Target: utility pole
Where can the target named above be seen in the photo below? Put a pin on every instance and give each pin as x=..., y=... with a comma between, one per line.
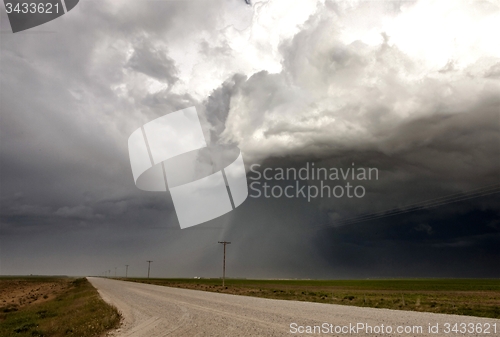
x=224, y=262
x=149, y=264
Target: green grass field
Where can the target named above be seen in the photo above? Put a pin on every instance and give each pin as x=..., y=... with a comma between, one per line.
x=77, y=310
x=472, y=297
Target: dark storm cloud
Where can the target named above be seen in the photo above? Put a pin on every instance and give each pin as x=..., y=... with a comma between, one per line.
x=70, y=99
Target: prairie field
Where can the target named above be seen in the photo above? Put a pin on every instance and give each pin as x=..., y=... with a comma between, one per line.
x=53, y=307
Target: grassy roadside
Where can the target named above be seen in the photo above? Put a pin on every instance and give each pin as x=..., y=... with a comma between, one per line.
x=471, y=297
x=78, y=310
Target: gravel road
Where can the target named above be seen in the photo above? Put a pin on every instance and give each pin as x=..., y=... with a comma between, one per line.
x=153, y=311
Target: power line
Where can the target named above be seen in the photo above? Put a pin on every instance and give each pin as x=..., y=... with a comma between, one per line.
x=149, y=265
x=456, y=197
x=224, y=261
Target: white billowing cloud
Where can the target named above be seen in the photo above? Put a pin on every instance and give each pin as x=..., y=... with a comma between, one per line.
x=340, y=87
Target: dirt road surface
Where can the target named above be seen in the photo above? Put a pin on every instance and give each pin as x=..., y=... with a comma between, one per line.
x=154, y=311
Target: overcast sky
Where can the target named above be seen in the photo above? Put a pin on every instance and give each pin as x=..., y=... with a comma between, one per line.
x=411, y=88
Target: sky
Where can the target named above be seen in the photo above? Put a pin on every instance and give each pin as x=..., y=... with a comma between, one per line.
x=409, y=88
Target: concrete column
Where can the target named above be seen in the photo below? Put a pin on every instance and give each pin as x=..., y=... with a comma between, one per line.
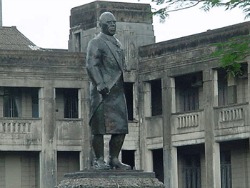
x=212, y=149
x=1, y=13
x=48, y=175
x=169, y=152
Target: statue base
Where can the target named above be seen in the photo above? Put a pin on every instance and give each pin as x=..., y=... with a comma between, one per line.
x=110, y=179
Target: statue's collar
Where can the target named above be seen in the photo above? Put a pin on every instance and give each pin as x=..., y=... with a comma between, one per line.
x=111, y=39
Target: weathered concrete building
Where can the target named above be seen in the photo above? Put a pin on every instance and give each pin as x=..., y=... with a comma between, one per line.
x=188, y=121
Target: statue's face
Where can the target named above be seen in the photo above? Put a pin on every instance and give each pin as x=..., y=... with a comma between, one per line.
x=108, y=24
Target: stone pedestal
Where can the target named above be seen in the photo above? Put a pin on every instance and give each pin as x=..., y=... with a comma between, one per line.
x=110, y=179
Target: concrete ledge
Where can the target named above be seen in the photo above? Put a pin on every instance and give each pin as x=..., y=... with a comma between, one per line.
x=110, y=179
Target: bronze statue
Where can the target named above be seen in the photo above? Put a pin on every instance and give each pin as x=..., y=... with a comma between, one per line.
x=108, y=110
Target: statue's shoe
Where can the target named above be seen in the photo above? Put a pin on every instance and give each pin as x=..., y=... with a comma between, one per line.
x=114, y=163
x=100, y=164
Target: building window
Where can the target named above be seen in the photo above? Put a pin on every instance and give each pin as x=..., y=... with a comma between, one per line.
x=187, y=92
x=222, y=88
x=12, y=102
x=78, y=42
x=192, y=172
x=35, y=103
x=158, y=164
x=71, y=103
x=156, y=97
x=67, y=103
x=128, y=88
x=226, y=175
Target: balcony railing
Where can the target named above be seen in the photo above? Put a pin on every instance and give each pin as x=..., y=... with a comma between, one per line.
x=187, y=122
x=231, y=116
x=18, y=126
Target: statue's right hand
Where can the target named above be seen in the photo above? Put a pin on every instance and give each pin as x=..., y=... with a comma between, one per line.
x=103, y=89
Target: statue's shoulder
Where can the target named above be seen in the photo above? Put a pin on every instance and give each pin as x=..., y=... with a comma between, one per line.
x=97, y=40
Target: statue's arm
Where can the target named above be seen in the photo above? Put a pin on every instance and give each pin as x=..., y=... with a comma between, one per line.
x=94, y=66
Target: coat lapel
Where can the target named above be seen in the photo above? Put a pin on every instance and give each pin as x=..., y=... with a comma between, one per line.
x=117, y=52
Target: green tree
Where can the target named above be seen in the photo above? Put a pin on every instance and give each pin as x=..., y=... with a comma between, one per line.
x=164, y=7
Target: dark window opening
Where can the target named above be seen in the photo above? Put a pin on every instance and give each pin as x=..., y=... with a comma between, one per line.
x=156, y=97
x=71, y=103
x=67, y=162
x=12, y=102
x=128, y=157
x=35, y=103
x=191, y=171
x=226, y=174
x=158, y=164
x=227, y=93
x=187, y=91
x=222, y=88
x=128, y=88
x=78, y=42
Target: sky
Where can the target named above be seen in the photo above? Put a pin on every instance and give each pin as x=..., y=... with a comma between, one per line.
x=46, y=22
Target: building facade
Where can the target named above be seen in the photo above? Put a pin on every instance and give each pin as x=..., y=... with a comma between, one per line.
x=188, y=121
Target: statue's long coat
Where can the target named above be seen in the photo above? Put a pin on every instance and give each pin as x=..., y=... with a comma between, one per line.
x=105, y=64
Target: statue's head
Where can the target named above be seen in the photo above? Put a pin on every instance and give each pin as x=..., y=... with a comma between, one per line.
x=107, y=23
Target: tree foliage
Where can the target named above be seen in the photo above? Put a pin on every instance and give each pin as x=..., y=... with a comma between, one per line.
x=164, y=7
x=232, y=53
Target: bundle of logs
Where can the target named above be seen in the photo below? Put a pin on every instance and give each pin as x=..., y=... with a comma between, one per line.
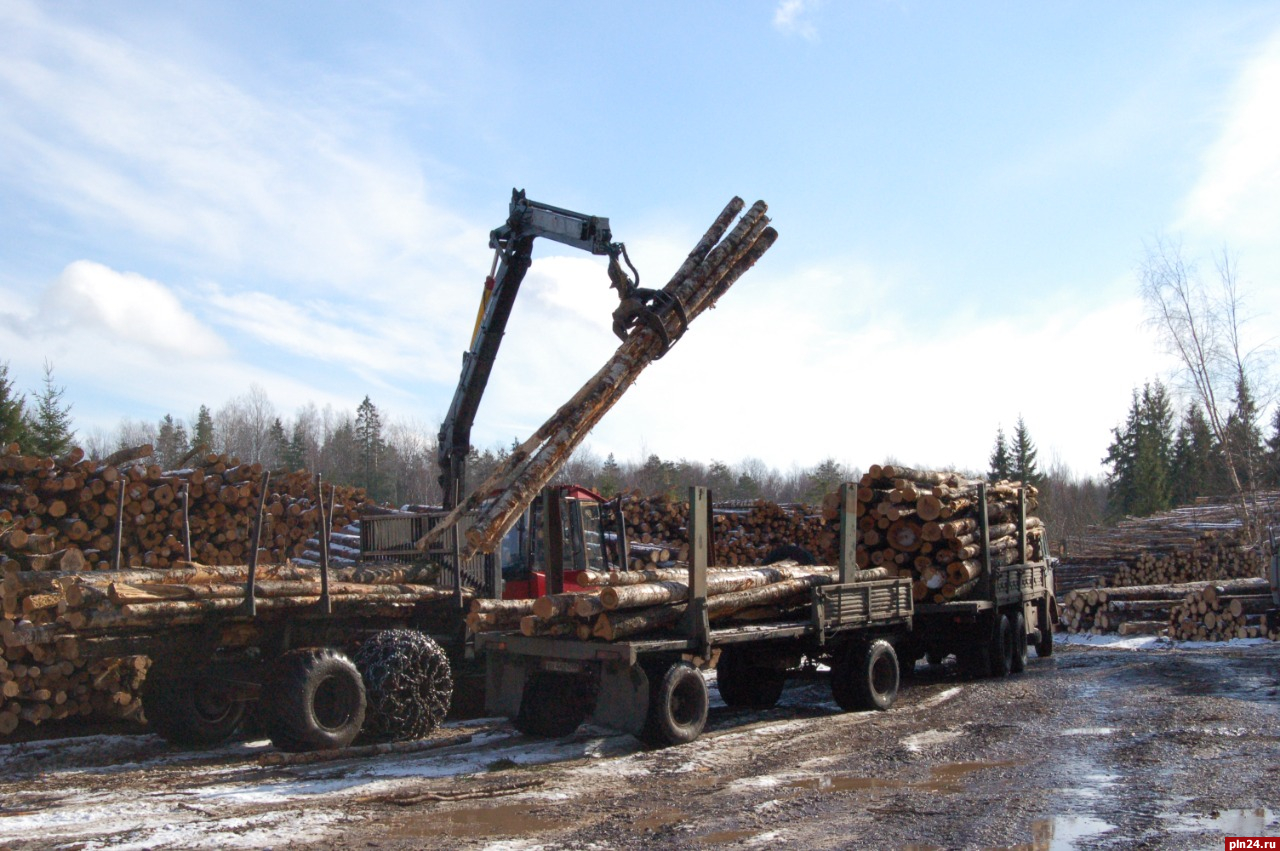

_ _ _

DIRECTIONS FOR THIS TASK
Copy the items above, starting with the line that contains "Target: concrete column" and going on through the line that contains "x=169, y=152", keeping every line's wording as is but shifting each pin coordinate in the answers by adding 120 to both its x and its y value. Leave the picture out.

RESPONSE FOR THIS EXERCISE
Target: concrete column
Where can the target named above be seen in the photo below? Put a pin on every instance and give each pin as x=..., y=... with a comma between, one per line.
x=332, y=269
x=121, y=133
x=168, y=295
x=289, y=272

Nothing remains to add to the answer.